▸ **Exercise requirements**
List the areas in which the faculty of the Mentor Skills Lab text below is said to have expertise.

▸ **Provided text**
----------------------------------------
Mentor Skills Lab

The AMS Mentor Skills Lab Training is an immersive, practice-based retreat designed to equip mentors with the relational, reflective, and facilitation skills needed to support adoptees with depth, care, and integrity. Led by a multidisciplinary faculty with expertise in adoption, social work, clinical practice, and racial equity, the training integrates lived experience with research-informed approaches to prepare mentors to show up with clarity, skill, and compassion.

Training Modules

  • Establishes the foundation of AMS mentorship, including role clarity, ethical boundaries, and the distinction between mentorship and therapy. Mentors learn how to center the mentee’s experience, use intentional language, and create spaces rooted in belonging, agency, and nonjudgment.

  • Builds the mindset and practice of coachability—helping mentors remain open, curious, and responsive to feedback. This module emphasizes reflection, humility, and continuous learning as essential components of strong mentoring relationships.

  • Teaches mentors how to share their own stories with intention and care. Using strategic story sharing frameworks, mentors learn how to connect through lived experience while maintaining appropriate boundaries and keeping the focus on the mentee.
----------------------------------------
▸ **Data below**
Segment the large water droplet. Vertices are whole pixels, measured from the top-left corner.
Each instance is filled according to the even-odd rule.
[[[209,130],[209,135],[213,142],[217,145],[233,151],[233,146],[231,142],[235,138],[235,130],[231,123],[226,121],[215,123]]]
----------------------------------------
▸ **Solution**
- Adoption
- Social work
- Clinical practice
- Racial equity